▶ **Stated exercise**
Report every line of the material below that contains the string "outline". Case counts.

▶ **Data rows**
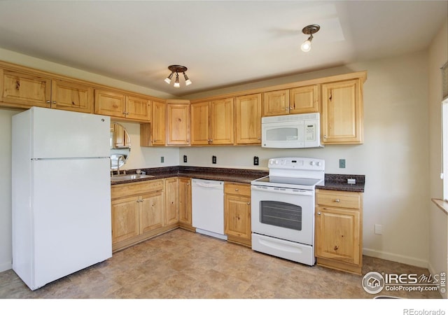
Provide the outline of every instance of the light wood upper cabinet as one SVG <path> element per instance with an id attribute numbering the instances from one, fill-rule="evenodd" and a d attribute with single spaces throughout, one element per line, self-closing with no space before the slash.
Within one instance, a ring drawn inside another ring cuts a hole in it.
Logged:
---
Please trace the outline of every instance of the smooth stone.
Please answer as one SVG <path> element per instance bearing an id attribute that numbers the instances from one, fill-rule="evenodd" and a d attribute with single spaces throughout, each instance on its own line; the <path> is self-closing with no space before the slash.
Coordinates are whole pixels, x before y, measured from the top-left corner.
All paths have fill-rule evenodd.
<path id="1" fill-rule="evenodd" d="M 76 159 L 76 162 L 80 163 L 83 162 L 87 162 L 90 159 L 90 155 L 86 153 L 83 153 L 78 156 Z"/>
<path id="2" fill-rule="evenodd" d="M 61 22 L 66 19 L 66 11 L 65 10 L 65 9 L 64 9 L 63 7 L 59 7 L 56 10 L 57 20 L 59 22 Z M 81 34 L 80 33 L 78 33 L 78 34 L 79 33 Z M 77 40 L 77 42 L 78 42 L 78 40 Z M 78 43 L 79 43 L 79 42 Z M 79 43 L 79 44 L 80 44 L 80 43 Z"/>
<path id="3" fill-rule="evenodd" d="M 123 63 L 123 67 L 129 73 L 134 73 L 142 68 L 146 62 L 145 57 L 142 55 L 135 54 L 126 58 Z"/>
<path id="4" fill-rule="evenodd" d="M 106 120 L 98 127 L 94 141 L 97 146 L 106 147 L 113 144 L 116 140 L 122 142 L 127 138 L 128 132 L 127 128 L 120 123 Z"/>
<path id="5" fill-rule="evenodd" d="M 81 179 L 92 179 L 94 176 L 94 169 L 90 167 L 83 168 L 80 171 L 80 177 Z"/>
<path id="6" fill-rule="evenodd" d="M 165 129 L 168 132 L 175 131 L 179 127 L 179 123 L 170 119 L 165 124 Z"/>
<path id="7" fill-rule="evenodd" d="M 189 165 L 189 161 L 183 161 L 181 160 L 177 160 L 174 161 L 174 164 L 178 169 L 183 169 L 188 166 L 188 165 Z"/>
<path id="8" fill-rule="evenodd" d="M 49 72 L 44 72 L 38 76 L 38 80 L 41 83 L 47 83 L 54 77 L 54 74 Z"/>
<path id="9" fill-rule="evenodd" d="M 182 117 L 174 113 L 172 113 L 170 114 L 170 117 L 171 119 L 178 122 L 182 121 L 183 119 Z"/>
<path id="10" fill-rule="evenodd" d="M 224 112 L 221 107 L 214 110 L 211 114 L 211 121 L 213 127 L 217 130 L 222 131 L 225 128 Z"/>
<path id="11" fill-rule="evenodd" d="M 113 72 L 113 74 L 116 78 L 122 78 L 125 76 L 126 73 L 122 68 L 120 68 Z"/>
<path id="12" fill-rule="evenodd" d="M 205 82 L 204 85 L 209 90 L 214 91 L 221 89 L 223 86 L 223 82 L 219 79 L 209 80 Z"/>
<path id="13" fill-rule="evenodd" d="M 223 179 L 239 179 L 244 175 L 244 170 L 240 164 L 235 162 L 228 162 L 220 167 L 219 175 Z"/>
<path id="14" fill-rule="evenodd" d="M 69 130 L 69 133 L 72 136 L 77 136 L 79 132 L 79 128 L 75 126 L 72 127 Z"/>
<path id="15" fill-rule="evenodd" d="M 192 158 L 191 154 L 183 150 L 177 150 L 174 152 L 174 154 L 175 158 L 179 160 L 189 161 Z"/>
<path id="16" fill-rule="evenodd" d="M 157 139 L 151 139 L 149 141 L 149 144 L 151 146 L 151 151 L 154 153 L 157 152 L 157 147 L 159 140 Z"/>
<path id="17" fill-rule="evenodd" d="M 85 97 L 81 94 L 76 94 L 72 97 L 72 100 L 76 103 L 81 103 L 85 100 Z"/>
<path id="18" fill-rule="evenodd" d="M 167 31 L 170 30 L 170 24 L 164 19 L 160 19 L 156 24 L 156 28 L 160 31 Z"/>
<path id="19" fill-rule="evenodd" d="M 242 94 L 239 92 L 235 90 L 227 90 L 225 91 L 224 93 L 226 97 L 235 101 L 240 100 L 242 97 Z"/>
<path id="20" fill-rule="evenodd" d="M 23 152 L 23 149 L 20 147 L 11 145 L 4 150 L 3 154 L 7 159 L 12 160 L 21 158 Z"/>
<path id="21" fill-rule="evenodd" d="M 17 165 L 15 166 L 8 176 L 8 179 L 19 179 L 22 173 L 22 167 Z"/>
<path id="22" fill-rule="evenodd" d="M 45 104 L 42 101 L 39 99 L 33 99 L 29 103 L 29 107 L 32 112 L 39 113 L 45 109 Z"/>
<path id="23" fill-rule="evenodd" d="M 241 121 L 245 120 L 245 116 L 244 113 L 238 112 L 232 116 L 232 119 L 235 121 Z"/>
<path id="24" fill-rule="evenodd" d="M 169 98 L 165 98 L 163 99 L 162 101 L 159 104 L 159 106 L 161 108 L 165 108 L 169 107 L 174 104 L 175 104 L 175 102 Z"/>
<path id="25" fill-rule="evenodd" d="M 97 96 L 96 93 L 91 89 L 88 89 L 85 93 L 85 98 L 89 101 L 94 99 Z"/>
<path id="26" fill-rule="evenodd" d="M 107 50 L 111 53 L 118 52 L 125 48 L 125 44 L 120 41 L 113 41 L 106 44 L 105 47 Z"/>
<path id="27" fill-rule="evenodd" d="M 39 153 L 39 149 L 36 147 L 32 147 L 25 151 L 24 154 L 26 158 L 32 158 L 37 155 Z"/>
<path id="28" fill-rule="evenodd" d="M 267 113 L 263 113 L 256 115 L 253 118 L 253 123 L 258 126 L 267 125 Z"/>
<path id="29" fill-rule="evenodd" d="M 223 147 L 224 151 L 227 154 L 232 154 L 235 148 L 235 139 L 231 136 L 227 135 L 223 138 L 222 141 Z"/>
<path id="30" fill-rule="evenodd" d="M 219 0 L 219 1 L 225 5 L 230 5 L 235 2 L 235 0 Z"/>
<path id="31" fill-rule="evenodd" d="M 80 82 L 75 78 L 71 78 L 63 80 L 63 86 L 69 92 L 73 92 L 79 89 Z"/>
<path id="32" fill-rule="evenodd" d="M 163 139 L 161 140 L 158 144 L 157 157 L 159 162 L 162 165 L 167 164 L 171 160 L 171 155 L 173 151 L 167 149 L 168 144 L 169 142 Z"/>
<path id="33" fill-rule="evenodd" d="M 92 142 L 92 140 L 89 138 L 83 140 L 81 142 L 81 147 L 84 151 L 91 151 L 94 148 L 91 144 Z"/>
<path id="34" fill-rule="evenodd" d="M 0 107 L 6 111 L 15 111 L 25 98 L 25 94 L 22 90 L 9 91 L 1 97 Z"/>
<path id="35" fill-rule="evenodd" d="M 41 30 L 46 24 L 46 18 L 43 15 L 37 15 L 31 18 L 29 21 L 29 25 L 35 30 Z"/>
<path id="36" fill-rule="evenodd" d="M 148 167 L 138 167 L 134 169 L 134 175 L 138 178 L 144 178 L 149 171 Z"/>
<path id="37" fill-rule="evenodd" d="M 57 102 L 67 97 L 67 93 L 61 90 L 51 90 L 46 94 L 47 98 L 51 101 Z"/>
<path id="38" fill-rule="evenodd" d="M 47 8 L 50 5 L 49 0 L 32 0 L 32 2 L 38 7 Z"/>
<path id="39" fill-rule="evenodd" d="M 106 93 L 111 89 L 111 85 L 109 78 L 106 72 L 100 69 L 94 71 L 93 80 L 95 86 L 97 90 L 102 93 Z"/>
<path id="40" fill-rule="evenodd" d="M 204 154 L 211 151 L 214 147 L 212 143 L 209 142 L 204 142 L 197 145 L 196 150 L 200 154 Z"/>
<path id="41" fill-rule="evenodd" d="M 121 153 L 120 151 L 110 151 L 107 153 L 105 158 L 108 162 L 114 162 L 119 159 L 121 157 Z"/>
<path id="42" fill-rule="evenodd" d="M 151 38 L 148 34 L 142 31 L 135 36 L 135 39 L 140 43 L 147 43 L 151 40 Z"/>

▶ **Expected answer**
Provide the outline of every instance of the light wood upper cabinet as one SVG <path> element per instance with an id attribute numbering the instances from one, fill-rule="evenodd" and a d attribute with single spaces throughout, one element per line, self-closing with no space before the slash.
Please trace the outline of every instance of the smooth stone.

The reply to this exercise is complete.